Excerpted records:
BEGIN
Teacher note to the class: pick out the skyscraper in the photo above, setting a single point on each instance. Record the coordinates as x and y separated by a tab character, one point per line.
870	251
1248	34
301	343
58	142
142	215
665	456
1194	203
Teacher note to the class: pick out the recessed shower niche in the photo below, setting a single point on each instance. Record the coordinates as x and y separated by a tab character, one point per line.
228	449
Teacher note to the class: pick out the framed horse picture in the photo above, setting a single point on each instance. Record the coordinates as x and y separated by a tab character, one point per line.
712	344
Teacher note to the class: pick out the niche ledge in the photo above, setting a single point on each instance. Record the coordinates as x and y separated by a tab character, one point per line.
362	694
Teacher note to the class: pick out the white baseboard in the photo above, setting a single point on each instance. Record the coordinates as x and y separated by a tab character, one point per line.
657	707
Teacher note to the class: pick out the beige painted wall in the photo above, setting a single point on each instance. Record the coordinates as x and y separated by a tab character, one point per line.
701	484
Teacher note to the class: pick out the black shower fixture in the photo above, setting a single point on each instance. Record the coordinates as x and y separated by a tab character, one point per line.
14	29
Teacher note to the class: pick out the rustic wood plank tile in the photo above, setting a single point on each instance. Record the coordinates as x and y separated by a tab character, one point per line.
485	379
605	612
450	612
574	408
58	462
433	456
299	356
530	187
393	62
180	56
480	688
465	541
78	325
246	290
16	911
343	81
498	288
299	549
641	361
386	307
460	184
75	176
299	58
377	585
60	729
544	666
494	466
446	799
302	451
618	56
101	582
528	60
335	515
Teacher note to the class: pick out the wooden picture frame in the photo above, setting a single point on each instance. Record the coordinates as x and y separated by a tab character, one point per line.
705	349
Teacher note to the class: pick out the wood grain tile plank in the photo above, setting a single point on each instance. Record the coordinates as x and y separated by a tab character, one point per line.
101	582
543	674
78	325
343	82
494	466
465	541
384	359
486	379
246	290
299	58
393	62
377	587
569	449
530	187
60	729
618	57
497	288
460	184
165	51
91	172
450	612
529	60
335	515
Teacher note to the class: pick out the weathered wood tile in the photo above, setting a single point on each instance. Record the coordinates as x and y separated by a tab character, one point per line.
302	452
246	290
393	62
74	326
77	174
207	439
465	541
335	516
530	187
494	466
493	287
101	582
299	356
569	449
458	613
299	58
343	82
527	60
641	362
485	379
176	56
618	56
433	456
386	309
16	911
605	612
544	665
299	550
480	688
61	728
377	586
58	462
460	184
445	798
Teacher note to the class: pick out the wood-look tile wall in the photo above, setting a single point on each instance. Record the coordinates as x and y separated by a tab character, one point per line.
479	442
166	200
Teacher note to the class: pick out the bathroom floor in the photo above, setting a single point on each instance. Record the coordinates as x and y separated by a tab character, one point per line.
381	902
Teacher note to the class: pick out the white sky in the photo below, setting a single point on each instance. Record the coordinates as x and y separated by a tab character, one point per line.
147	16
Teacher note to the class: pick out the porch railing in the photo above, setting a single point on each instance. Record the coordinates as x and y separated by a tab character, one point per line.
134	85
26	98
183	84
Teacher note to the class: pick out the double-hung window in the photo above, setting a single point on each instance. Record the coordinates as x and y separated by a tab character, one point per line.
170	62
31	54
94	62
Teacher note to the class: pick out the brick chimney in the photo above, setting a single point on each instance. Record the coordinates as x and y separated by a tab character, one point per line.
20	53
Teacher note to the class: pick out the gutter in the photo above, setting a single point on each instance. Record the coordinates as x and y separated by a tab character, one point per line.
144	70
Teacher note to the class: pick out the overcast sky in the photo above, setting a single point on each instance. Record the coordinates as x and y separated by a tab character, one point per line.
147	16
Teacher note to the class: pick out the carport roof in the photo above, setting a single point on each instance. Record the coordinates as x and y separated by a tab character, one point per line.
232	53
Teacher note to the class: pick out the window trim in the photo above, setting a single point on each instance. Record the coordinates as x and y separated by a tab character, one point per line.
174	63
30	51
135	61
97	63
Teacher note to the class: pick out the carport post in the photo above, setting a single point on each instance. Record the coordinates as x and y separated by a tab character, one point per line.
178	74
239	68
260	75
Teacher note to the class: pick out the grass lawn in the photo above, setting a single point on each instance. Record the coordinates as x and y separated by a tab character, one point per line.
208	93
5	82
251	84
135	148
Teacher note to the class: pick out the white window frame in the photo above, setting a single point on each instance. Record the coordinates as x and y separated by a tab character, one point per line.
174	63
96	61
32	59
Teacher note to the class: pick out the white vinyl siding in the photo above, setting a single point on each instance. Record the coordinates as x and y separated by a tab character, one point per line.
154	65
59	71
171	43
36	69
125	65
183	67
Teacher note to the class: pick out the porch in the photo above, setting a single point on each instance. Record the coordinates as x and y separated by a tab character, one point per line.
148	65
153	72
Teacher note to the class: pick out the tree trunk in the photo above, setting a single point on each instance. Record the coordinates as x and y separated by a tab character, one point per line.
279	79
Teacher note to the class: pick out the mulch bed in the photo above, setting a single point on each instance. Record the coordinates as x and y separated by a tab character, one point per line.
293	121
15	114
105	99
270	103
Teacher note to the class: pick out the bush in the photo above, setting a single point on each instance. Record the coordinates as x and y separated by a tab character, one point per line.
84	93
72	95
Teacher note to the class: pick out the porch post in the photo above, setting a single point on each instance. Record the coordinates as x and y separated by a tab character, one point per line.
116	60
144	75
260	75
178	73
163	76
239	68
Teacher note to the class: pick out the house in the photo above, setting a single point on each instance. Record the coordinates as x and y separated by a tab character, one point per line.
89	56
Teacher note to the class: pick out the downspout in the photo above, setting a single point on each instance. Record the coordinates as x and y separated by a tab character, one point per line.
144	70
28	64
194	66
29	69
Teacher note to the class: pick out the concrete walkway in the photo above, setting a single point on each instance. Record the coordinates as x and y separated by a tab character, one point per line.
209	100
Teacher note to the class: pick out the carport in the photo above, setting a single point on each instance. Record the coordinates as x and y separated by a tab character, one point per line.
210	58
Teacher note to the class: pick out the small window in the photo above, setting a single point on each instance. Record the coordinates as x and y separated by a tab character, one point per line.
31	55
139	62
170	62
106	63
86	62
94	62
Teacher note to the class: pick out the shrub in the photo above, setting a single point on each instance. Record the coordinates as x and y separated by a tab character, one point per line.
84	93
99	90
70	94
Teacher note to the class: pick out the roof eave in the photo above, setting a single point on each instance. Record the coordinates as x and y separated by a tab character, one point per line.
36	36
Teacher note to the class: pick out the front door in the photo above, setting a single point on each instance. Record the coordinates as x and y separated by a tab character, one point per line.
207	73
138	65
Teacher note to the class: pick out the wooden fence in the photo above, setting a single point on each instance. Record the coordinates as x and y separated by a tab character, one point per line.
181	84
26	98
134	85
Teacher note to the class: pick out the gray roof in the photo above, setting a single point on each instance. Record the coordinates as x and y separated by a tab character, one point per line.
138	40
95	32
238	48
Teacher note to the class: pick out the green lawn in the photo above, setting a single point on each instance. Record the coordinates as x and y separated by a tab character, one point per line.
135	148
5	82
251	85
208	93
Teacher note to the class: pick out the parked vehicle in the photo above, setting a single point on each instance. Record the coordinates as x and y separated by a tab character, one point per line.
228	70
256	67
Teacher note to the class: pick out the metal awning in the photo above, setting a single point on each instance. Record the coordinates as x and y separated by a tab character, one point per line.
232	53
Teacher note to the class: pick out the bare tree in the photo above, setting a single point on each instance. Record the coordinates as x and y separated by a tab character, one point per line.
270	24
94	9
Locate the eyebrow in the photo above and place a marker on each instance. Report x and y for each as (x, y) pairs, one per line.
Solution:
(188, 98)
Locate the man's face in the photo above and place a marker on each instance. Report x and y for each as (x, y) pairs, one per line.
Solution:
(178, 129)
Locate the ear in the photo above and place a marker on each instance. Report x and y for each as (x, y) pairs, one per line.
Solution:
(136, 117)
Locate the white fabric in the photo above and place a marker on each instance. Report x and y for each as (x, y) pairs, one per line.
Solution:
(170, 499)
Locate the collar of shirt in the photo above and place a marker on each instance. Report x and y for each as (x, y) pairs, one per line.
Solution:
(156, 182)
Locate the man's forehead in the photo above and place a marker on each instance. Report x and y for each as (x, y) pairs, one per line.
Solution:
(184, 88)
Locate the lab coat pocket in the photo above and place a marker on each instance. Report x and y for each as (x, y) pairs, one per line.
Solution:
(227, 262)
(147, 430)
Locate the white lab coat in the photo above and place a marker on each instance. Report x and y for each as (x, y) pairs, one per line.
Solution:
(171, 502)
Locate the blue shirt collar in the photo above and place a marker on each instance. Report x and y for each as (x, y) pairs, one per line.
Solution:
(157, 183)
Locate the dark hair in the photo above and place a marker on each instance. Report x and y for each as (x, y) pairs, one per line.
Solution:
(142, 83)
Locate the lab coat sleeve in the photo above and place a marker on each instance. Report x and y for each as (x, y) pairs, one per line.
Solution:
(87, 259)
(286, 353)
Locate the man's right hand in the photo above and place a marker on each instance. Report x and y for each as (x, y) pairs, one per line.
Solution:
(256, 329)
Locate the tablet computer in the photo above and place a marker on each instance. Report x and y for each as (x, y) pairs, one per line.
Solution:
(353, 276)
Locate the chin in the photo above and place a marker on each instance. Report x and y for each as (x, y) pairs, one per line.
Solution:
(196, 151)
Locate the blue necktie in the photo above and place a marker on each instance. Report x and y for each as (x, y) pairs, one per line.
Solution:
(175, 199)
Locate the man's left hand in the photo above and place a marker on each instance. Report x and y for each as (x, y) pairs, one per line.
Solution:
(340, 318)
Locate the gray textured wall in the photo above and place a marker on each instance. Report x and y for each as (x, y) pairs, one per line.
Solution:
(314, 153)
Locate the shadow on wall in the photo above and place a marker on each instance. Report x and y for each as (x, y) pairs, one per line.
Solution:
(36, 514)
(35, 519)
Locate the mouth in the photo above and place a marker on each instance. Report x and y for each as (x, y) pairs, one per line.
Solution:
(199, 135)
END
Work item: Tell how many lines of the data above contain the word "hand", giving the number by itself.

Written response: 2